■ **Problem requirements**: Omit the pictures from the entries below and retype everything else exactly.

(Pointing and labeling entries)
_ _ _ _ _ _ _
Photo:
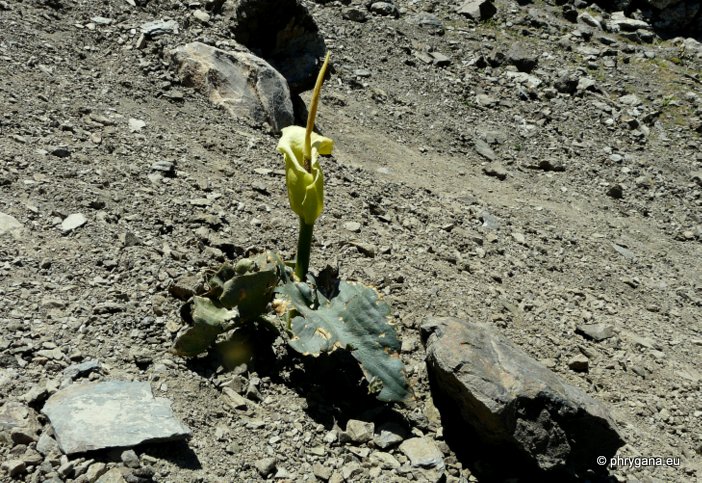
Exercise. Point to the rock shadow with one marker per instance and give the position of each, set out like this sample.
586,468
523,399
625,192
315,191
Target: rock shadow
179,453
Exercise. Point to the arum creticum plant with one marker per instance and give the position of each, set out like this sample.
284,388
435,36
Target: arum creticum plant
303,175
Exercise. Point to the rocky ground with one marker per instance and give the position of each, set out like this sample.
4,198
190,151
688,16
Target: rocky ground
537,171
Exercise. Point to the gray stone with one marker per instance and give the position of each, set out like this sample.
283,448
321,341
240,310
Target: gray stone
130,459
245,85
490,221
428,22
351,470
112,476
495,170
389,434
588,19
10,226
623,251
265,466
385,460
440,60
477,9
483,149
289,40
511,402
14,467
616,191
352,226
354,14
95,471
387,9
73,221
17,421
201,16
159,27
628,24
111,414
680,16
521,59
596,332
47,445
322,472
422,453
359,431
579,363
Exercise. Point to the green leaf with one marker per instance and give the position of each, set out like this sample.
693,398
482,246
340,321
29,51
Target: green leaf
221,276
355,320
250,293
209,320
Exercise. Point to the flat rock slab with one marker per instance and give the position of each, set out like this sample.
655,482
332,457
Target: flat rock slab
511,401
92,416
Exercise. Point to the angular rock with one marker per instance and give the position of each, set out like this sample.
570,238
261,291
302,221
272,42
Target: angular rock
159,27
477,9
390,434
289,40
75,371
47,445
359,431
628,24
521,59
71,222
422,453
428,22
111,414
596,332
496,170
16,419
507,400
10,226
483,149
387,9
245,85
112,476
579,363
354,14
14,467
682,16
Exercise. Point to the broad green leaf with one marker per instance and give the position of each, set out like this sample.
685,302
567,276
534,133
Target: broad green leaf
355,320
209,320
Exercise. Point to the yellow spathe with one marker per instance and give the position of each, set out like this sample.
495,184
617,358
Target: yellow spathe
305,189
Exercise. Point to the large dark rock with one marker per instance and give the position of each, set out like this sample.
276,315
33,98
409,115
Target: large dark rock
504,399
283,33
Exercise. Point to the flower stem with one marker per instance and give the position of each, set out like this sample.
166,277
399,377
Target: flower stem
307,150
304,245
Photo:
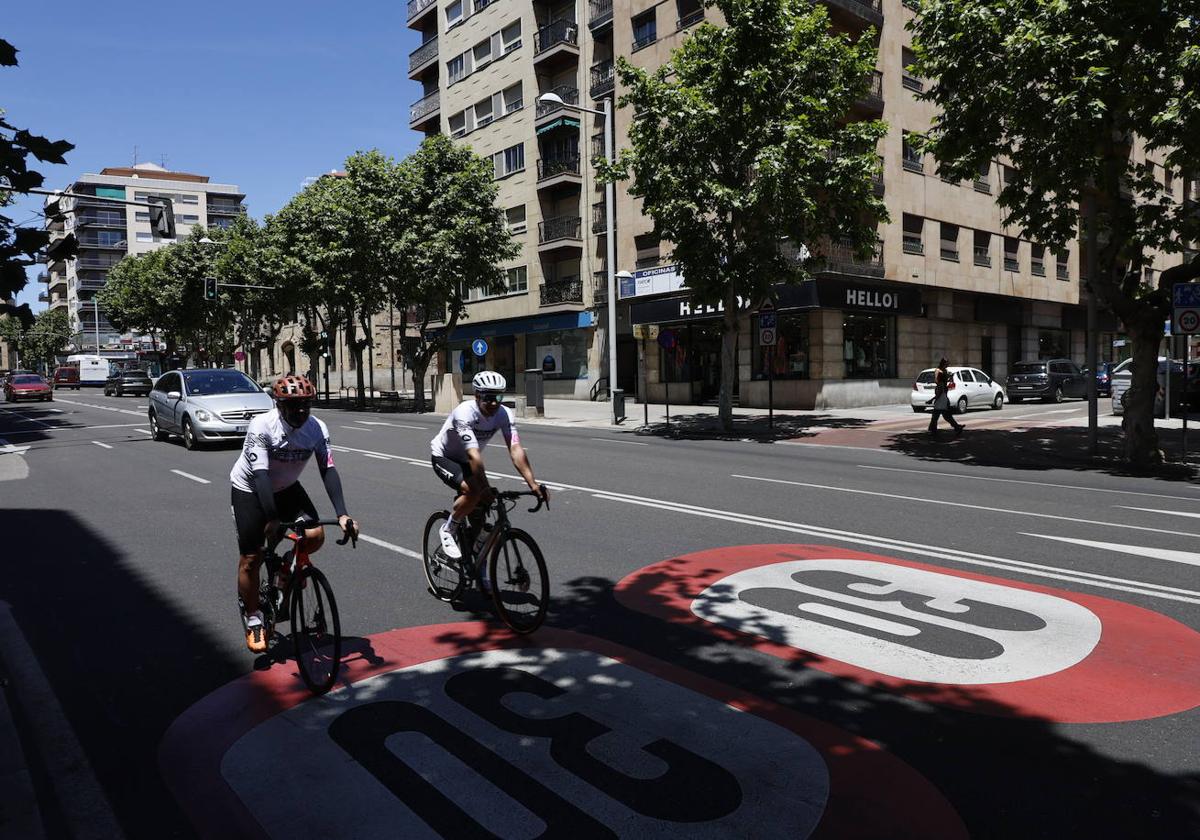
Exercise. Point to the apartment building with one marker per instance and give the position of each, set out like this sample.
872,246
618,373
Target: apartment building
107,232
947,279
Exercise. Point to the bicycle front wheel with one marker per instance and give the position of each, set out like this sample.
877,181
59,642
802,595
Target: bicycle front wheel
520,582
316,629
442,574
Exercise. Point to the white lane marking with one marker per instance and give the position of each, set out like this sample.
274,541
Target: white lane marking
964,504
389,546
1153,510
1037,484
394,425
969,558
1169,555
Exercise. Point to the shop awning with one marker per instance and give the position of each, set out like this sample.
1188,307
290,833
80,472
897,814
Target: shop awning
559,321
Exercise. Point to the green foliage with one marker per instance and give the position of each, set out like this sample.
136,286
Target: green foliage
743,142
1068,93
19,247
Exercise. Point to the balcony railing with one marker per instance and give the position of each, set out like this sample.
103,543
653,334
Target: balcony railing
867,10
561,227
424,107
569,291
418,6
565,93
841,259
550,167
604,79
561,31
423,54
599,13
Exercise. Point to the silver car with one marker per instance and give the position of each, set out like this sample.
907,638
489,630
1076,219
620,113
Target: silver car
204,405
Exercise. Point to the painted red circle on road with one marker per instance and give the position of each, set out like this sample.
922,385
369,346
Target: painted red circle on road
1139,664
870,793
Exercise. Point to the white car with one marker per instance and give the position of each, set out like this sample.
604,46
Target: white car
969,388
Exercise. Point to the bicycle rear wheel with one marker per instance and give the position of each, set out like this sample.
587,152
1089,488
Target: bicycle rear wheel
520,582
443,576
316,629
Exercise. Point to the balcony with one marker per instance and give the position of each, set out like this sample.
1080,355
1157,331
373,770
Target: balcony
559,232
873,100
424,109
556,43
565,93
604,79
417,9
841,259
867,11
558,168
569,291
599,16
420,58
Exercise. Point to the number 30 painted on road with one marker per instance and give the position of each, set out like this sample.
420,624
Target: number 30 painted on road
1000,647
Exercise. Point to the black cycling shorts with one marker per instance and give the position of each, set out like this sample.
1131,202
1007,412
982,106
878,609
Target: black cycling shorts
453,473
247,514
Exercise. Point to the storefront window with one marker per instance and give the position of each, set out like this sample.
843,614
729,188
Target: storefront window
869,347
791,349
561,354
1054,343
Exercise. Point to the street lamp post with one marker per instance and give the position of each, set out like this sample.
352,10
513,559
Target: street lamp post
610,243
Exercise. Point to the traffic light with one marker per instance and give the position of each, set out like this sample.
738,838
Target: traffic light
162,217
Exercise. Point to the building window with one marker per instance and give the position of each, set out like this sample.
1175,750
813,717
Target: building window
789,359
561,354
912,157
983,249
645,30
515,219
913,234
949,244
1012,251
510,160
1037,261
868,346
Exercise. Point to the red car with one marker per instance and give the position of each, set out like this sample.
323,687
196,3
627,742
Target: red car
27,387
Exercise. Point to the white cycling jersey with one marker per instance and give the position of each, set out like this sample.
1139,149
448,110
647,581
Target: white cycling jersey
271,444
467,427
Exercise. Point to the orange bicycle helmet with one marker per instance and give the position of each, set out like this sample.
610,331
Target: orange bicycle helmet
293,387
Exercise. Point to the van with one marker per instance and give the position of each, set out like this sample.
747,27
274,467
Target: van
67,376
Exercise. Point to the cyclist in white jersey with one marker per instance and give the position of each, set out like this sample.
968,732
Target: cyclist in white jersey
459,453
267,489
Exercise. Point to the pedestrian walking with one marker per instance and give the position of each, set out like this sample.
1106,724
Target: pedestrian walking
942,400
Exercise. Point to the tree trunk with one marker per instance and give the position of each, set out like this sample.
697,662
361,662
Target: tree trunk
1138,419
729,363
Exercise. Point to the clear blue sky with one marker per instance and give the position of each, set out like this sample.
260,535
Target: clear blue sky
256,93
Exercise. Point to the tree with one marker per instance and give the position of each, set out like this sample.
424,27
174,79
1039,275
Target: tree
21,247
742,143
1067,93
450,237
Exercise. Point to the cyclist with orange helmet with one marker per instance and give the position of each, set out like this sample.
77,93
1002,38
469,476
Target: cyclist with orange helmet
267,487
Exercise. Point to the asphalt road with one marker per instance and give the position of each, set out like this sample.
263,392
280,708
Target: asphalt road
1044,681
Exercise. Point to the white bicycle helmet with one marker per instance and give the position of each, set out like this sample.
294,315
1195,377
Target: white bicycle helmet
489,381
_ _ _ _ _ _ _
■ **Written answer**:
Photo:
Exercise. Point to the rock shadow with one marker per instance and give the position of each, set out like this sample.
586,468
523,399
625,192
315,191
Target: rock shadow
179,453
Exercise. Point to the arum creticum plant with one marker per instance and give the position of each, set out like this sample.
284,388
435,36
Target: arum creticum plant
303,175
Exercise. Point to the rocky ground with one marker per instance and give the position of each, set out like this sample.
4,198
190,151
688,16
Target: rocky ground
537,171
Exercise. Point to the gray stone with one marker per instance and give the position of each, set out like this sample.
283,448
321,341
240,310
Target: gray stone
130,459
245,85
490,221
428,22
351,470
112,476
495,170
389,434
588,19
10,226
623,251
265,466
385,460
440,60
477,9
483,149
289,40
511,402
14,467
616,191
352,226
354,14
95,471
387,9
73,221
17,421
201,16
159,27
628,24
111,414
680,16
521,59
596,332
47,445
322,472
422,453
359,431
579,363
Exercise. Point to the green leaf with one marker per instance and give the position of each, set out like this sample.
693,398
482,246
340,321
29,51
Target: green leaf
221,276
355,320
250,293
209,320
Exercise. Point to the flat rock slab with one marker per instance and give the position of each, set out like this sample.
655,482
332,457
Target: flat rock slab
511,401
92,416
Exercise. Point to the angular rock with one marker per instance and give the position of each, set out like this sample.
570,238
261,291
302,221
272,42
Target: angular rock
159,27
477,9
390,434
289,40
75,371
47,445
359,431
628,24
521,59
71,222
422,453
428,22
111,414
596,332
496,170
16,419
507,400
10,226
483,149
387,9
245,85
112,476
579,363
354,14
14,467
682,16
Exercise. Point to the broad green leaf with one marker per instance and give the position of each, set out like this sample.
685,302
567,276
534,133
Target: broad green leaf
355,320
209,320
Exercise. Point to the yellow spathe with one marker per instance and give the position of each, set out like this sample.
495,184
617,358
Target: yellow spathe
305,189
Exercise. Point to the large dark rock with one marker per instance and give the position of each, set out like this sample.
276,315
33,98
409,115
Target: large dark rock
504,399
283,33
Exercise. Point to the flower stem with one marker per instance and give the position of each, set out like this sample.
166,277
399,377
Target: flower stem
307,150
304,245
Photo:
Exercise. Point to the apartment building with one marker per instance and give the position of each, set out like this sample.
872,246
618,373
Target: apartment building
107,232
947,279
Exercise. Point to the bicycle front wheel with one marker per instance and give the position of each, set out like this sample.
877,181
59,642
802,595
Target: bicycle front wheel
520,582
316,629
442,574
Exercise. Point to the white lane marking with one marker per instance and give the position of each, set out like this sample.
274,541
Target: white lane marking
964,504
389,546
1153,510
1037,484
394,425
969,558
1169,555
Exercise. Point to the shop awning with one marker per instance and give the position of each, set out like this sample.
1188,307
290,833
80,472
897,814
Target: shop awning
559,321
Exercise. Point to the green foliage with one marker per instance and give the position of each, set out like this sample.
136,286
Target: green foliage
743,142
1068,93
19,247
Exercise. Point to the balcony railing with one marker per instance and give the position of each, set out like this sample.
103,543
653,334
Target: balcony railing
867,10
561,227
424,107
569,291
418,6
565,93
841,259
550,167
604,79
561,31
423,54
599,13
Exercise. Point to the silver car with one marker per instance and give the position of each, set out like this sample.
907,638
489,630
1076,219
620,113
Target: silver car
204,405
Exercise. Point to the painted red circle on road with one marker per instance and give the position of each, set out like this sample.
922,385
369,346
Target: painted red circle on road
1139,664
870,793
Exercise. Point to the white car with one marker per instance and give the position of each, set out like this sample.
604,46
Target: white car
969,388
Exercise. Point to the bicycle rear wheel with one marker per instance and give the position of each, set out like this sample.
587,152
1089,488
Target: bicycle rear wheel
520,582
443,576
316,629
Exercise. Point to the balcony with one marker per instance and give the position of each, set out like this sample.
1080,355
1157,331
373,770
Target: balcony
559,232
873,100
424,109
556,43
565,93
604,79
417,9
841,259
867,11
558,168
569,291
599,16
420,58
Exercise. Point to the number 30 painted on road with one marker per instance and give the position of each, set out like this sample.
420,624
Target: number 30 painted on road
1000,647
Exercise. Point to the black cycling shorts with one marker per instance and give the position of each, set out like this sample.
1131,202
1007,412
982,106
878,609
Target: black cycling shorts
453,473
247,514
Exercise. Point to the storefront window with one marker per instance and give the position of each, set out like this sample.
843,614
729,188
Target: storefront window
869,347
791,349
561,354
1054,343
Exercise. Point to the street lamp post with one marker per instance and give the position of each, set out like this sample.
352,10
513,559
Target: street lamp post
610,243
Exercise. Point to the traffic light with one marker per instance and give the position of each, set out like this sample.
738,838
Target: traffic light
162,217
Exercise. Point to the building window with one marker per instance and give the position of each, set out like this sample.
1175,750
813,717
Target: building window
789,359
561,354
912,157
983,249
645,30
515,219
913,234
949,244
1012,251
510,160
1037,261
868,346
Exercise. Point to the red car with one marker per instance and give the position of each, set out like this sample.
323,687
196,3
627,742
Target: red car
27,387
Exercise. Point to the white cycling jersey with one marker per instance and give the position of each, set out like this sample.
1139,149
448,110
647,581
Target: white cycling jersey
271,444
467,427
Exercise. Point to the orange bicycle helmet with one marker per instance and give the position of each, set out like this sample.
610,331
Target: orange bicycle helmet
293,387
Exercise. Point to the van with one marker per instance and give the position of each, set out like this sample.
747,27
274,467
Target: van
67,376
Exercise. Point to the cyclist in white jersey with one marker per instance and give the position of each, set out like this sample.
968,732
Target: cyclist in white jersey
459,453
267,489
Exercise. Point to the pedestrian walking with one marker per instance and give the position of each, set out like this sample.
1106,724
Target: pedestrian walking
942,400
Exercise. Point to the tree trunk with one marker per instance and give the position of each, set out like this sample.
697,662
361,662
Target: tree trunk
1138,419
729,363
Exercise. Point to the clear blue sky with one marker per instance and give the position of each, set out like this sample.
260,535
Target: clear blue sky
256,93
Exercise. Point to the tree with one marker per instance and give the position of each, set out like this sample.
424,27
174,79
1039,275
Target: tree
21,247
742,143
1067,93
450,237
Exercise. Point to the cyclist with orange helmet with one marker per instance and give the position of each, set out like this sample.
77,93
1002,38
469,476
Target: cyclist with orange helmet
267,487
Exercise. Point to the asphalt road with one marker per instance and give the position of each, set out like this sample.
263,392
280,708
Target: asphalt road
1044,681
Exercise. Point to the white bicycle helmet with one marker per instance and give the position of each, set out like this sample.
294,315
1195,377
Target: white bicycle helmet
489,381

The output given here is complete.